Content starts

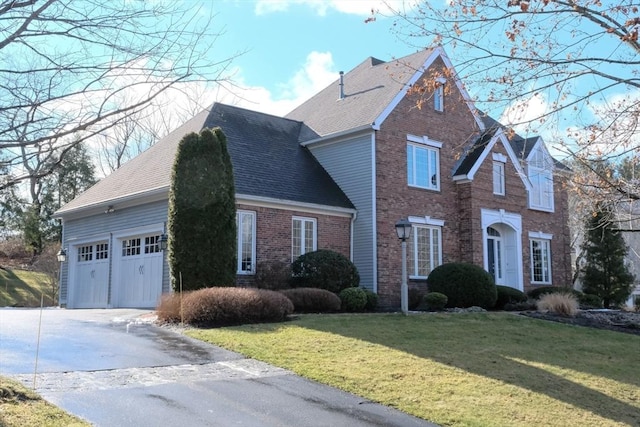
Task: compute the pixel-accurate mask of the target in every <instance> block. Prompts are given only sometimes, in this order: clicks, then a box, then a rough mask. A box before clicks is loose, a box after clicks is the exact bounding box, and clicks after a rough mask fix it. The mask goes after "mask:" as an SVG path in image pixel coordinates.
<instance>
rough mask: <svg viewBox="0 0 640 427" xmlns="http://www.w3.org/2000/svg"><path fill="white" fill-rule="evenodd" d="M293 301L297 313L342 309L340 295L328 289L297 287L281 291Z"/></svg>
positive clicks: (330, 310) (281, 291)
mask: <svg viewBox="0 0 640 427" xmlns="http://www.w3.org/2000/svg"><path fill="white" fill-rule="evenodd" d="M280 292H281V293H282V294H284V295H285V296H286V297H287V298H289V299H290V300H291V302H292V303H293V311H294V312H296V313H331V312H334V311H340V308H341V306H342V301H340V297H339V296H338V295H336V294H334V293H333V292H329V291H327V290H326V289H318V288H295V289H285V290H282V291H280Z"/></svg>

Content ends

● **TASK REQUIREMENTS**: Leave out the images and repeat the rest of the data word for word.

● **RESULT OF THIS TASK**:
Task: compute the pixel-accurate mask of the target in every <instance> block. Prompts are given only sometimes, in this order: clicks, then a box, then a rough mask. A box before clicks is loose, a box after clicks is the exact bounding box, and clicks after a rough mask fix it. The mask goes after "mask:" as an SVG path in image pixel coordinates.
<instance>
rough mask: <svg viewBox="0 0 640 427" xmlns="http://www.w3.org/2000/svg"><path fill="white" fill-rule="evenodd" d="M293 301L297 313L342 309L340 295L328 289L297 287L281 291Z"/></svg>
positive clicks: (330, 310) (281, 291)
mask: <svg viewBox="0 0 640 427" xmlns="http://www.w3.org/2000/svg"><path fill="white" fill-rule="evenodd" d="M280 292H281V293H282V294H284V295H285V296H286V297H287V298H289V299H290V300H291V302H292V303H293V311H294V312H296V313H331V312H334V311H340V308H341V306H342V301H340V297H339V296H338V295H336V294H334V293H333V292H329V291H327V290H326V289H318V288H295V289H285V290H282V291H280Z"/></svg>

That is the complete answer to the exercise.